* _TASK INSTRUCTIONS_
Repeat all the data that appears below, keeping it exact.

── RECORDED INFORMATION ──

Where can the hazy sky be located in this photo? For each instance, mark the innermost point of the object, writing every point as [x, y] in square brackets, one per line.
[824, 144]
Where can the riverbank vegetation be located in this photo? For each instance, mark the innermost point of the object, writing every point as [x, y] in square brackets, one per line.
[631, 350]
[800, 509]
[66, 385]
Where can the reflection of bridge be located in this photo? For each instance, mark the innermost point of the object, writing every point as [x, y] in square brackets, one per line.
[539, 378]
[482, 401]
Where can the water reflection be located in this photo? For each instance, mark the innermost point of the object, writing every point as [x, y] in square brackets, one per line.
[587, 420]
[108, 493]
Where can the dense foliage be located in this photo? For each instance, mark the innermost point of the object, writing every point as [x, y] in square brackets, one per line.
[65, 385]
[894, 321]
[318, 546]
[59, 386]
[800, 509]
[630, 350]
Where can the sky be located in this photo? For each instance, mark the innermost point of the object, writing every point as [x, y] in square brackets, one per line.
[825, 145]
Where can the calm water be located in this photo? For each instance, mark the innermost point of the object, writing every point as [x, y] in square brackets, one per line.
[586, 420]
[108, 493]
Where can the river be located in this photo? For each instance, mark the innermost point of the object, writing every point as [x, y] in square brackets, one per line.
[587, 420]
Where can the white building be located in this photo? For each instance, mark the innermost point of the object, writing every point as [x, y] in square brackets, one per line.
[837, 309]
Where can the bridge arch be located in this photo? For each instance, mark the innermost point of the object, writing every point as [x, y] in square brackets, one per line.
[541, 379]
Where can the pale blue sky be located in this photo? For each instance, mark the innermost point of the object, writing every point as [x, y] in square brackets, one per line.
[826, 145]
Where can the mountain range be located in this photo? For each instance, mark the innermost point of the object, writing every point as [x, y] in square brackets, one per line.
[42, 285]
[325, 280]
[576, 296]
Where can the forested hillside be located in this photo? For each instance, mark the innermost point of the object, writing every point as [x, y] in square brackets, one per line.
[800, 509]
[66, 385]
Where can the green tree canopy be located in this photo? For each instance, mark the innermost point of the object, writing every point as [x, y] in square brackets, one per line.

───

* _EXPECTED ANSWER_
Where can the hazy sky be located in this photo? For each instance, mark the innermost point of the object, writing every point as [x, y] in square brackets, one per line.
[824, 144]
Where can the riverbank vegetation be located in this photo? For each instance, mark the innermost point of the object, writing every point as [x, y] in square brackets, one per line.
[631, 350]
[800, 509]
[66, 385]
Where can the reflection of bridge be located in this photo? For each instance, mark the innermost point of the object, writing every point as [x, y] in square brackets, one per line.
[539, 378]
[482, 401]
Where can the water reflection be located in this photo? For each instance, mark the innermost point of the object, writing every point as [x, y] in square brackets, one per line.
[587, 420]
[108, 493]
Where can the dense foliage be located in this photo? For each instance, mark the innermost point of the object, writing every point as [x, y] in square brackets, one per line.
[65, 385]
[894, 321]
[318, 546]
[59, 386]
[800, 509]
[630, 350]
Where can the sky be located in this photo? For each instance, mark the innermost point of the object, writing every point as [x, y] in square brackets, one per line.
[825, 145]
Where can the calm water be located in this photo? For each instance, mark the innermost point of the object, writing every point as [x, y] in square brackets, one per line.
[586, 420]
[108, 493]
Where can the river be located in this photo? For each instance, mark the innermost point of the object, writing every point as [x, y] in square brackets, one per line.
[587, 420]
Where can the white building be located in this photo? For each instance, mark the innermost point of the object, writing every point as [x, y] in square brackets, one per line.
[837, 309]
Where can the bridge arch be located in this photo? For each instance, mark the innermost point of the object, writing every point as [x, y] in square brackets, one per line.
[541, 379]
Where can the pale blue sky be located in this photo? For each instance, mark the innermost point of the object, writing every point as [x, y] in square brackets, one per line.
[826, 145]
Where can the mountain range be located in this photo? For each instance, mark the innermost point of the object, writing every point as [x, y] in square brackets, one per line.
[42, 285]
[325, 280]
[576, 296]
Where can the forested hillside be located in this photo? For each instance, mark the innermost point of the object, writing every point as [x, y] in square brackets, one per line.
[800, 509]
[66, 385]
Where can the green tree canopy be located in this photo? For each instance, mark the innermost point of the object, writing every point as [x, y] in square brackets, one per line.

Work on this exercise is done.